SUPPLIED PASSAGE section start
News Release Distributed 02/24/14CROWLEY, La. – LSU AgCenter plant pathologist Don Groth said a federal label for the fungicide Sercadis has been granted for the upcoming growing season.
Groth made the announcement at the Rice Technical Working Group’s 35th meeting held recently (Feb. 18-21) in New Orleans, which was attended by more than 400 rice experts and scientists. The working group meets every even-numbered year throughout the rice-growing states to exchange research data and provide updates on their work.
The temporary label for Sercadis expired in August 2013 for use on fungicide-resistant sheath blight in rice, and rice growers had their fingers crossed that the U.S. Environmental Protection Agency would grant the full label.
Groth said the 2013 regulations allowed the use of the fungicide for any areas with the resistant pathogen. The permanent label will allow the fungicide to be used anywhere rice is grown in the South.
The fungicide-resistant pathogen continues to spread and could move into other rice-growing states, Groth said.
“If it happened here, it can happen somewhere else,” he said. “We think we have detected it further north into Allen and Evangeline parishes.”
He said the disease is spread by soil or plant material.
The continued use of the same fungicide led to the resistance, Groth said. “If you challenge the population enough and put selection pressure against it, a resistant pathogen will develop.”
SUPPLIED PASSAGE section end
SOURCE DATA section start
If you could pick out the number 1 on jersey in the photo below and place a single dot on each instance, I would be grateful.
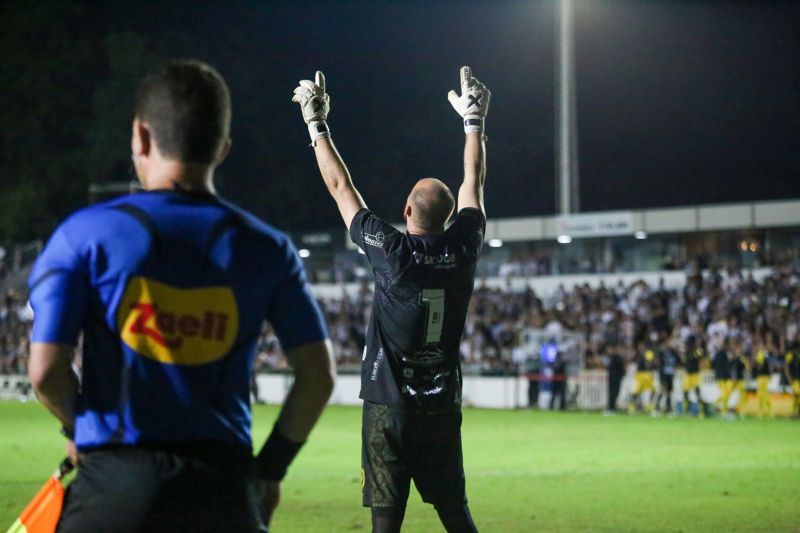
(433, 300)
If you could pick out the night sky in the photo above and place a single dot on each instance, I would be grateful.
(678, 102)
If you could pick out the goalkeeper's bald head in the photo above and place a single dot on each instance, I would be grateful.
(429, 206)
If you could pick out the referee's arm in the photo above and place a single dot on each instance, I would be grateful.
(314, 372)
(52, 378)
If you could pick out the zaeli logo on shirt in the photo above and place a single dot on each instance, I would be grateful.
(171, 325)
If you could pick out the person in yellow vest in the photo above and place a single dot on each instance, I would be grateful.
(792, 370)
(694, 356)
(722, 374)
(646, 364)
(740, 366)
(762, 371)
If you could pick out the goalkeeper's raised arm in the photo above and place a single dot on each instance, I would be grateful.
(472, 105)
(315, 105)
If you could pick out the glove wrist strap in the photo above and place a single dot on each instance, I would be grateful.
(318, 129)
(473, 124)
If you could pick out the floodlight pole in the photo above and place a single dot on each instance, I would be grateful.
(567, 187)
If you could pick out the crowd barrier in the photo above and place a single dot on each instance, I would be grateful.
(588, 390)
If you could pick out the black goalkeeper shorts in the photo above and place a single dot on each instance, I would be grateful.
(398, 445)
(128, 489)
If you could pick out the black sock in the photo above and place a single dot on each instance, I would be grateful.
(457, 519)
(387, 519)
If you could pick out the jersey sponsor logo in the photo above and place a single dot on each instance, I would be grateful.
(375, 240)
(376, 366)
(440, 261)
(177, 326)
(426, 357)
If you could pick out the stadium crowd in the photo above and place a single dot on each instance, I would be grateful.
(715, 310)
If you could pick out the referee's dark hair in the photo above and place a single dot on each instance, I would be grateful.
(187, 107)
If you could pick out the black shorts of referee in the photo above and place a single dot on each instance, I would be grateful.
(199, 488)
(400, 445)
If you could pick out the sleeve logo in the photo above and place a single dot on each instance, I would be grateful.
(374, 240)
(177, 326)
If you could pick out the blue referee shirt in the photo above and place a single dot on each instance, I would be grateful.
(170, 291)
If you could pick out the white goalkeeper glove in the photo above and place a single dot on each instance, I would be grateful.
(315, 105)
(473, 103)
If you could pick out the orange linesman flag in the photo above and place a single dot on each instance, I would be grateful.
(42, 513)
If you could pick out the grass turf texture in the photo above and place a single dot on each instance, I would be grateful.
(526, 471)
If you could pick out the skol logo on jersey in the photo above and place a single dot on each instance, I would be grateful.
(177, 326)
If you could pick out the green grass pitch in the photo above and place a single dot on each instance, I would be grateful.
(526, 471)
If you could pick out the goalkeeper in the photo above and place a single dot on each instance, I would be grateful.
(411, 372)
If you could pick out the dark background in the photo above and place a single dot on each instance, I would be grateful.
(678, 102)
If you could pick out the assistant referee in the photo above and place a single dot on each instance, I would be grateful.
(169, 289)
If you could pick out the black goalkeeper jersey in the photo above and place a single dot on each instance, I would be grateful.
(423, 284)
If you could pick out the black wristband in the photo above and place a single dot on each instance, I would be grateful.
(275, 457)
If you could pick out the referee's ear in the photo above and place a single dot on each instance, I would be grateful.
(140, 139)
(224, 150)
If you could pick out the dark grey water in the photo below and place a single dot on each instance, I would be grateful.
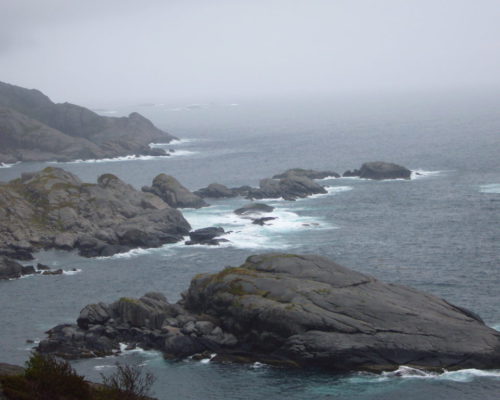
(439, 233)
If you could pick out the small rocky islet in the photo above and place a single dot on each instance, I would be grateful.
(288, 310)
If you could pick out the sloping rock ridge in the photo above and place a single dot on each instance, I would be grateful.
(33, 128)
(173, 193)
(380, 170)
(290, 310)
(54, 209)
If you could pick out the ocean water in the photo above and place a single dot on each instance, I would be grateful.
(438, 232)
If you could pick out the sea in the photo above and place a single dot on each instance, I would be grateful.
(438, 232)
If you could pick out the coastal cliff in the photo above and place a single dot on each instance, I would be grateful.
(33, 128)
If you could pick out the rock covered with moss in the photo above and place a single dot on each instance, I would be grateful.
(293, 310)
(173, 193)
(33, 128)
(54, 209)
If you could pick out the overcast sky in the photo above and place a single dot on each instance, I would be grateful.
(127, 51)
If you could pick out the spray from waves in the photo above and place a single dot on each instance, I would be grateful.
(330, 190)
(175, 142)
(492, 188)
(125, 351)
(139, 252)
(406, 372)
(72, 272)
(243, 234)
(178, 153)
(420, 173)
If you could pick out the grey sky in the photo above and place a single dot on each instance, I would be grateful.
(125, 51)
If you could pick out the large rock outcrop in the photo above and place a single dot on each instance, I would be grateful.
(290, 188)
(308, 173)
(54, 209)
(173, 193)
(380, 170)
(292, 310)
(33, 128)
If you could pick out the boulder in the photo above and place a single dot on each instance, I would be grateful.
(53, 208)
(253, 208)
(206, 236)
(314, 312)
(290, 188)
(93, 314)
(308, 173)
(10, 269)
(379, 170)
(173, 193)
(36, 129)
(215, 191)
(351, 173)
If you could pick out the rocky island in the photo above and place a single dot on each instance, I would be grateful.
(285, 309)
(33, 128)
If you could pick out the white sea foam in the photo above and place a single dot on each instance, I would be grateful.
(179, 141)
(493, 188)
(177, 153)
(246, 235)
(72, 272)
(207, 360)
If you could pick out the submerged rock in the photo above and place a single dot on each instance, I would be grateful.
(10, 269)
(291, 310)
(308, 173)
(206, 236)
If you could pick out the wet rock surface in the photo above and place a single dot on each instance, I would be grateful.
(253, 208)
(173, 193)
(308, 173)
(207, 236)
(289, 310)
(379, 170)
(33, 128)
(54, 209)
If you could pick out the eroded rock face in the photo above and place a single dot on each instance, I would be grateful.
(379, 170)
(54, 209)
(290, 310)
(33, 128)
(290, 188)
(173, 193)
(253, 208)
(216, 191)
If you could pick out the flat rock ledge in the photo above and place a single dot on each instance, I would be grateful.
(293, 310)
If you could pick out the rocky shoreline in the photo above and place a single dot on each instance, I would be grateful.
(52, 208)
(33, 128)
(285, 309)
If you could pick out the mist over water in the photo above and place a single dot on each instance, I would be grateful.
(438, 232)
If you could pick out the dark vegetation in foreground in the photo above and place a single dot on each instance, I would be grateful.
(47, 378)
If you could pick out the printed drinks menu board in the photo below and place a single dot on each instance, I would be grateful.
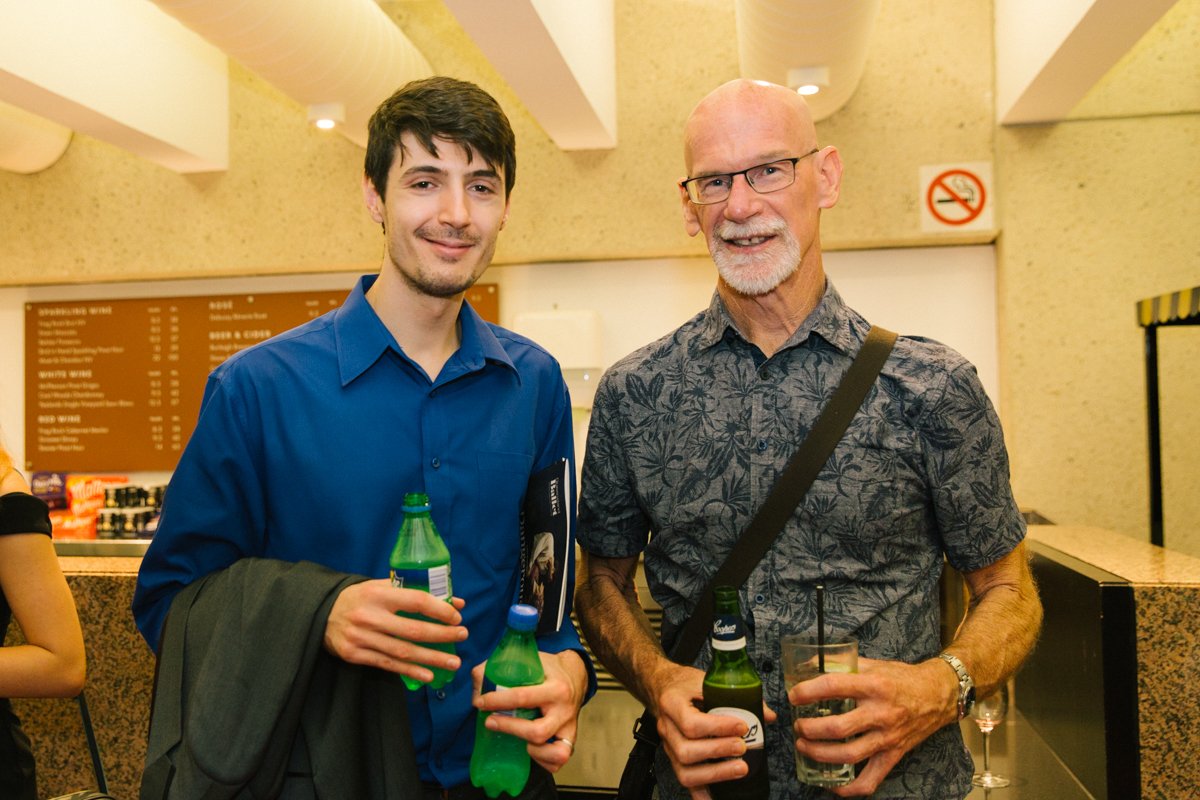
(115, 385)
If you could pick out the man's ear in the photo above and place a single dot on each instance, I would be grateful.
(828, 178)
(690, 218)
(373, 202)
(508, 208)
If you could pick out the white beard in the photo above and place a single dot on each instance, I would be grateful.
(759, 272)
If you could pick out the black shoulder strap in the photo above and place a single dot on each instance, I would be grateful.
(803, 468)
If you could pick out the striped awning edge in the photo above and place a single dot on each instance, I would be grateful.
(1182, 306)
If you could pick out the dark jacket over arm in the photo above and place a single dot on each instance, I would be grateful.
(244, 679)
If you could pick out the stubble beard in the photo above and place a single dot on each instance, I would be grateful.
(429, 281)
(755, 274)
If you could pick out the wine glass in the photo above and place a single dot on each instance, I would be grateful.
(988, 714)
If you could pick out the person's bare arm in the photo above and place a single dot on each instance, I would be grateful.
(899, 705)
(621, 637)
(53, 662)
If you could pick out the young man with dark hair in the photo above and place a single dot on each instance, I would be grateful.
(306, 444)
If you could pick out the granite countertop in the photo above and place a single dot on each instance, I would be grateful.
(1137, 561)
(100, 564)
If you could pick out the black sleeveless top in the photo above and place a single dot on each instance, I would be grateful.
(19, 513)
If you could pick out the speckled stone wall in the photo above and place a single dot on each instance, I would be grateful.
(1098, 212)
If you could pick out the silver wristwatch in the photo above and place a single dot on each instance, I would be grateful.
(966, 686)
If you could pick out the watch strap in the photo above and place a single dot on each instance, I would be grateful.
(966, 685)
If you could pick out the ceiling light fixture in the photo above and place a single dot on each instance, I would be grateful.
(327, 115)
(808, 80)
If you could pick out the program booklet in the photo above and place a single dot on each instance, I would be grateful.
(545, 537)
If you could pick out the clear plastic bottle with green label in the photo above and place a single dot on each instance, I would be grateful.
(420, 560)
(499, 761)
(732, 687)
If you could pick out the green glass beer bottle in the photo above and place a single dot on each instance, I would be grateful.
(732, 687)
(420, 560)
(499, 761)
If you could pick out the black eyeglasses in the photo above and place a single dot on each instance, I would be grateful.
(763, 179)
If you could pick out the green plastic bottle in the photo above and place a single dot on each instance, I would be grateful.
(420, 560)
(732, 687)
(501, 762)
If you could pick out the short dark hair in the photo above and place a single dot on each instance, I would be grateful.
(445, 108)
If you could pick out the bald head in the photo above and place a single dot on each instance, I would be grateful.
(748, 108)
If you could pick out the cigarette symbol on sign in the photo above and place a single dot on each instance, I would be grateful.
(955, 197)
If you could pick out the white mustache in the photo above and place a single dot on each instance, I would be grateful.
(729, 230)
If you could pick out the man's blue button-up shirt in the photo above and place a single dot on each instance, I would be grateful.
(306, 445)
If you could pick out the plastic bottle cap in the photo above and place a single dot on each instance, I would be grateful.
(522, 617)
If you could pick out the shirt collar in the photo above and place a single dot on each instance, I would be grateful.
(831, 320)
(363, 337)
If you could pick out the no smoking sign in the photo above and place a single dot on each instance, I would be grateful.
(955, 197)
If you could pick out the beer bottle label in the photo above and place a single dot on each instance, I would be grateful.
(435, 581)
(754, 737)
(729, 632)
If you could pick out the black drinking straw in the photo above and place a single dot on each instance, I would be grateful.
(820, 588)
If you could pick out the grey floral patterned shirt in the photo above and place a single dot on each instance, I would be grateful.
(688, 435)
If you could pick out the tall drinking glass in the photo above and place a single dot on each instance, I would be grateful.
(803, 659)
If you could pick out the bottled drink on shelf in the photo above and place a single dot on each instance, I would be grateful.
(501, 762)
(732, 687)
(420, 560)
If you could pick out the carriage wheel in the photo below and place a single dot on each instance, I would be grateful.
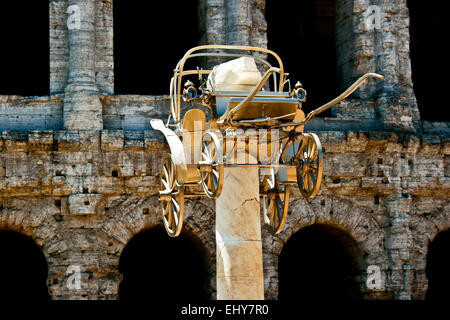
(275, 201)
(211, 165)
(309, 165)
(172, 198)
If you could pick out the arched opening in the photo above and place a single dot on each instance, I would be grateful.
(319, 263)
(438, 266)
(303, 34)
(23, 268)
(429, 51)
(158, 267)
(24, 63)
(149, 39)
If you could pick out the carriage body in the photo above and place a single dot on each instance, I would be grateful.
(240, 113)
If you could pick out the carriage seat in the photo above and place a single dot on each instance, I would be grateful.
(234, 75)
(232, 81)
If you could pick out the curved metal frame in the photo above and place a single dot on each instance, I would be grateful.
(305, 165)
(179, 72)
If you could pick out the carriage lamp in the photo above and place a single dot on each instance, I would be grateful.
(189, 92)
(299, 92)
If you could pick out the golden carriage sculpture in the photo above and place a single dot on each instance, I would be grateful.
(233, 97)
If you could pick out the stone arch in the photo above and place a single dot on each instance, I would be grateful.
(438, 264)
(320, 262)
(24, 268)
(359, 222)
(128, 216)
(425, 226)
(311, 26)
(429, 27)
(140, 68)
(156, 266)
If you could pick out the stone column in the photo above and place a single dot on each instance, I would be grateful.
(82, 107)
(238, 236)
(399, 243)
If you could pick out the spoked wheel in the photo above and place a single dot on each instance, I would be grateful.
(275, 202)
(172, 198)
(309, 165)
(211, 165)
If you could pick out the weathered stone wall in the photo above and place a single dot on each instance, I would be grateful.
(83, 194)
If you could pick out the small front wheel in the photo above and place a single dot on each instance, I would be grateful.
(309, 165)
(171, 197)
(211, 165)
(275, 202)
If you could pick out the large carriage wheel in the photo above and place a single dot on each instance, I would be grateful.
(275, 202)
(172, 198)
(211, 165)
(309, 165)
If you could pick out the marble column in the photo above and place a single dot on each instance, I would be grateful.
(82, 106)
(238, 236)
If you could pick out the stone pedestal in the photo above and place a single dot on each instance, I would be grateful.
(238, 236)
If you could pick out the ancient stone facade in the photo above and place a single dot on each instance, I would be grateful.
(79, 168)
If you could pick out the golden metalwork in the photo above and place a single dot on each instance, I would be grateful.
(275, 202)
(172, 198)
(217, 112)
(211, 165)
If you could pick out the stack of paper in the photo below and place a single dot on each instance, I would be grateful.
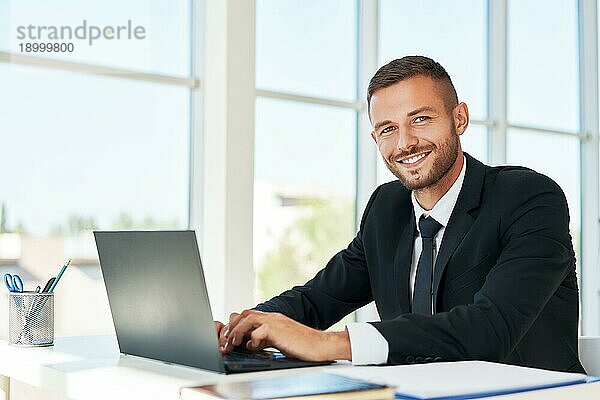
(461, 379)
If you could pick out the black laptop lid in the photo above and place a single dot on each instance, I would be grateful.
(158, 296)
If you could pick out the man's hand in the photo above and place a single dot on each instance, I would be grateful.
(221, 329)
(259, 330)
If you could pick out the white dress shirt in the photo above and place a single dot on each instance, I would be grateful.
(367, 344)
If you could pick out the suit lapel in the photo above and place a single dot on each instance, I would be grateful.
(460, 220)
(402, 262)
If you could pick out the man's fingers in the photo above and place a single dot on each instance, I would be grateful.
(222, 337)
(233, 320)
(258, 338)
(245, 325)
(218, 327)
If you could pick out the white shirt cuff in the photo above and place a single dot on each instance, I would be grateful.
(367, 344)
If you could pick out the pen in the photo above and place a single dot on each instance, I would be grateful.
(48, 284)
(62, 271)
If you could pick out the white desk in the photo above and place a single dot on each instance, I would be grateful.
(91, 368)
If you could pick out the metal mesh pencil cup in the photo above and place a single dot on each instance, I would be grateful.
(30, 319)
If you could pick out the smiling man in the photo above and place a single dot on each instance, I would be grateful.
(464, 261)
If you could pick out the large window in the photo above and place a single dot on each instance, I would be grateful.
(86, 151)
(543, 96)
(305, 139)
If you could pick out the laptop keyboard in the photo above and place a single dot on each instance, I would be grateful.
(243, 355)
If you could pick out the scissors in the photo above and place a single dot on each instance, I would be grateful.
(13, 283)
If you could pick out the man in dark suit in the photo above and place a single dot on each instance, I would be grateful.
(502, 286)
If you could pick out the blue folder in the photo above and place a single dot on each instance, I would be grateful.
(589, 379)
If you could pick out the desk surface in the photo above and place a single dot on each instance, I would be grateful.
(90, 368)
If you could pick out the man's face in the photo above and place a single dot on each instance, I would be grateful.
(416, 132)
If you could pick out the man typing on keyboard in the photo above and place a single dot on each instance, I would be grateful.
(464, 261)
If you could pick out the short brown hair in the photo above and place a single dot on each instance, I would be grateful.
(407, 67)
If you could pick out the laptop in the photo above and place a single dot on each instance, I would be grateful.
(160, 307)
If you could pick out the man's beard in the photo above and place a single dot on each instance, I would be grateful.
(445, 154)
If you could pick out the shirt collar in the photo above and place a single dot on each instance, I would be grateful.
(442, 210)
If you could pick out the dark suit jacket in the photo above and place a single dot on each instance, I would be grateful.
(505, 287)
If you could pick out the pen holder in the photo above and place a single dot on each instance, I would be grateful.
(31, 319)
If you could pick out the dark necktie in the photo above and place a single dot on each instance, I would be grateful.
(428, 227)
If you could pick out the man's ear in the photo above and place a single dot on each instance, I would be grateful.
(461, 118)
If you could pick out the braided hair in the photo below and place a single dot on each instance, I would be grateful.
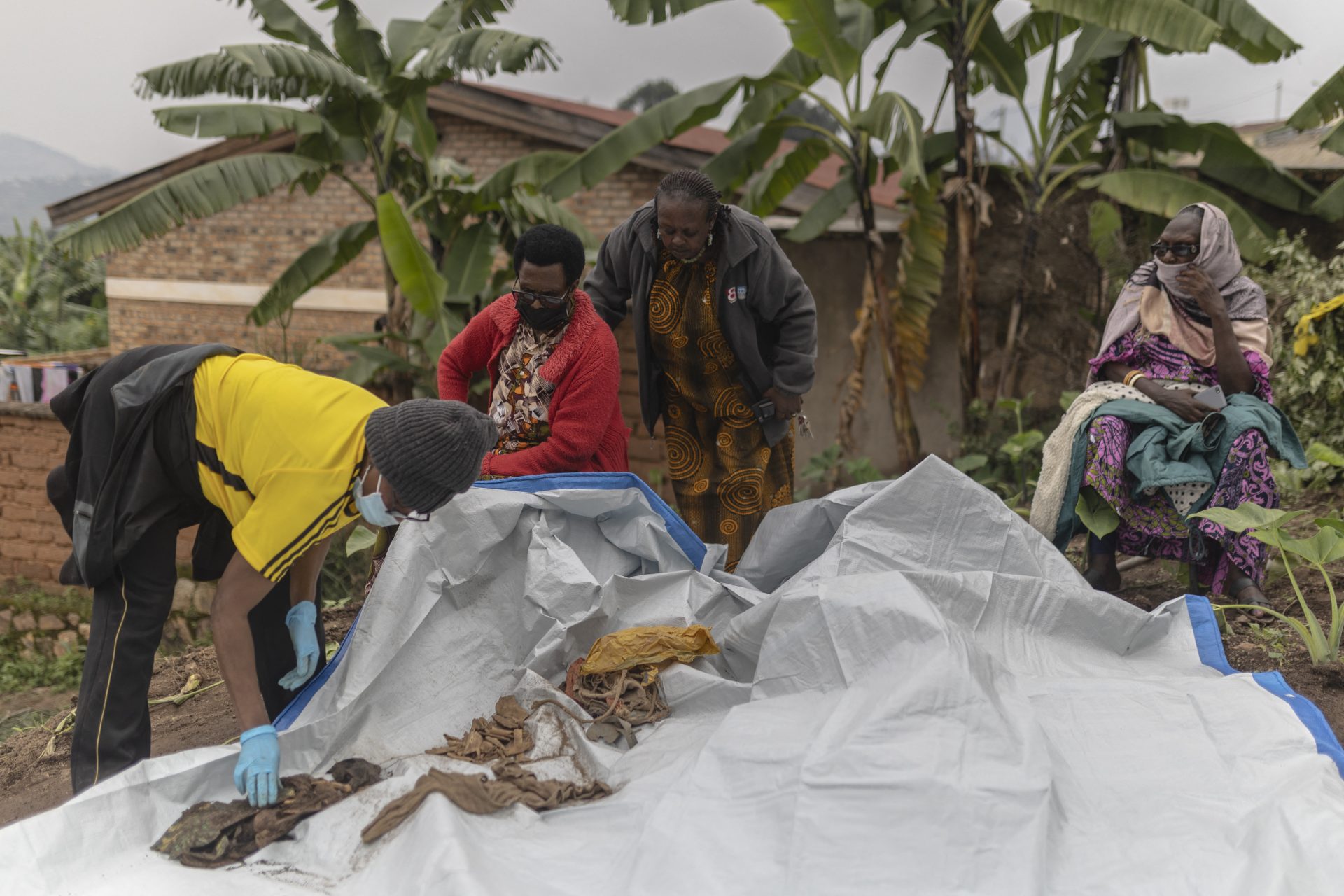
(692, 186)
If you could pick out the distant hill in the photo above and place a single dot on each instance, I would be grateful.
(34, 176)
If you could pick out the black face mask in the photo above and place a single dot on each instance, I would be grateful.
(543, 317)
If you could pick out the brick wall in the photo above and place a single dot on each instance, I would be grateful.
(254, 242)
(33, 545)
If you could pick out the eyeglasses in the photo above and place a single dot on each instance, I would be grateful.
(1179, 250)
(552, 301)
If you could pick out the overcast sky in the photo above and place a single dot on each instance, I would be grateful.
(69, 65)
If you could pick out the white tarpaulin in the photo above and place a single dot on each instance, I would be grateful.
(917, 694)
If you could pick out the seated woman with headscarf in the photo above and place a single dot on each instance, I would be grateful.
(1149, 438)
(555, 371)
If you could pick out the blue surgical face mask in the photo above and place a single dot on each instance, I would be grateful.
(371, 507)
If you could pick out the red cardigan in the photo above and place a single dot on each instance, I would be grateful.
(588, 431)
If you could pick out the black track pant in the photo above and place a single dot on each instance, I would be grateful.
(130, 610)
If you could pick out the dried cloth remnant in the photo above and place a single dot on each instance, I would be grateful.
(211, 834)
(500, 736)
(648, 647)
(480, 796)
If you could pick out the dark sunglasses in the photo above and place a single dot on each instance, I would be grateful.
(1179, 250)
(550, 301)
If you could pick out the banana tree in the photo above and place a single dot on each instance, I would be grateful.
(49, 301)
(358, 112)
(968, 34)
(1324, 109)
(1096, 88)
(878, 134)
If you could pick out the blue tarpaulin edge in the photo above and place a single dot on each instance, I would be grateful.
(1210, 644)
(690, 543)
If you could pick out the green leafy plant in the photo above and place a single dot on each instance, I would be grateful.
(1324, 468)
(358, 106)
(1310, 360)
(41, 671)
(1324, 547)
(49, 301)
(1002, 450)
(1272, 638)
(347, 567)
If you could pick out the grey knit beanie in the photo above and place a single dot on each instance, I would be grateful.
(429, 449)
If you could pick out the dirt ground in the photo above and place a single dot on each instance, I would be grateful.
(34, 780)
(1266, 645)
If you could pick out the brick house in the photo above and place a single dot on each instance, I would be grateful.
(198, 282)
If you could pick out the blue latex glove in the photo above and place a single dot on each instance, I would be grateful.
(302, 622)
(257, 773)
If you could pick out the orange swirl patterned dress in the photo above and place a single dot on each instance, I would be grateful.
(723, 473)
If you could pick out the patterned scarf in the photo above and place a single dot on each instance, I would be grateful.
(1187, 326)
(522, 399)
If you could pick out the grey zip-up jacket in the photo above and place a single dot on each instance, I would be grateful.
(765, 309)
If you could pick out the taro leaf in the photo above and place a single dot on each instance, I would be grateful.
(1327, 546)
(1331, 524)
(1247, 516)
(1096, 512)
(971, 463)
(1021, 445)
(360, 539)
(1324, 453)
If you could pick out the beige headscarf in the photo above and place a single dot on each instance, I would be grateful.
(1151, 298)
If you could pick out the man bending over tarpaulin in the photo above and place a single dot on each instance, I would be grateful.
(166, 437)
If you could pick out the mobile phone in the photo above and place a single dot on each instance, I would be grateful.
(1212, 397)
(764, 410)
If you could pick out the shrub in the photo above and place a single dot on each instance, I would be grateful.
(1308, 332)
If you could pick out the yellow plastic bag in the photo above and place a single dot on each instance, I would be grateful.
SOURCE DATA section end
PROBLEM SET:
a) According to the Sercadis news release, how many people attended the Rice Technical Working Group's 35th meeting in New Orleans?
b) Say whether each statement agrees with the Sercadis news release, and quote the words that decide it.
(i) The Rice Technical Working Group meets every year.
(ii) The temporary label for Sercadis expired in August 2013.
(iii) Groth said the disease is spread by soil or plant material.
c) Write a continuation of the Sercadis news release from where it stops.

ANSWERS TO THE PROBLEMS:
a) More than 400 rice experts and scientists attended.

b)
(i) No: "The working group meets every even-numbered year"
(ii) Yes: "The temporary label for Sercadis expired in August 2013"
(iii) Yes: "He said the disease is spread by soil or plant material."

c)
The fungicide resistance developed due to a single change in an amino acid of the thousands of combinations in the pathogen’s DNA.
Sercadis at the higher rate in 2013 made the product much more effective, Groth said. The previous rate of 4.5 ounces per acre was increased to 7.6 ounces. Application is normally most effective when applied around the boot stage of rice.
“The consultants I talked with liked it,” Groth said. “They thought the rice looked like fields sprayed with Quadris when it first came out.”
In addition, the restriction on where the product can be used has been relaxed.
Groth said he is testing several new fungicides that may be available in two to three years. “There’s potential we will have resistance to Sercadis in five to six years,” he said. “If we have another product we could rotate with Sercadis, that would be the ideal situation.”
Fungicides have been used on rice since 1977, Groth said. Sheath blight in rice became a problem as more rice farmers started growing soybeans in rotation with rice, and the beans were also susceptible to the sheath blight pathogen which causes aerial blight. Before that, farmers rotated rice with pasture for cattle.
Much of Groth’s research has been accomplished with check-off money paid by farmers based on 5 cents for every 100 pounds of rice sold.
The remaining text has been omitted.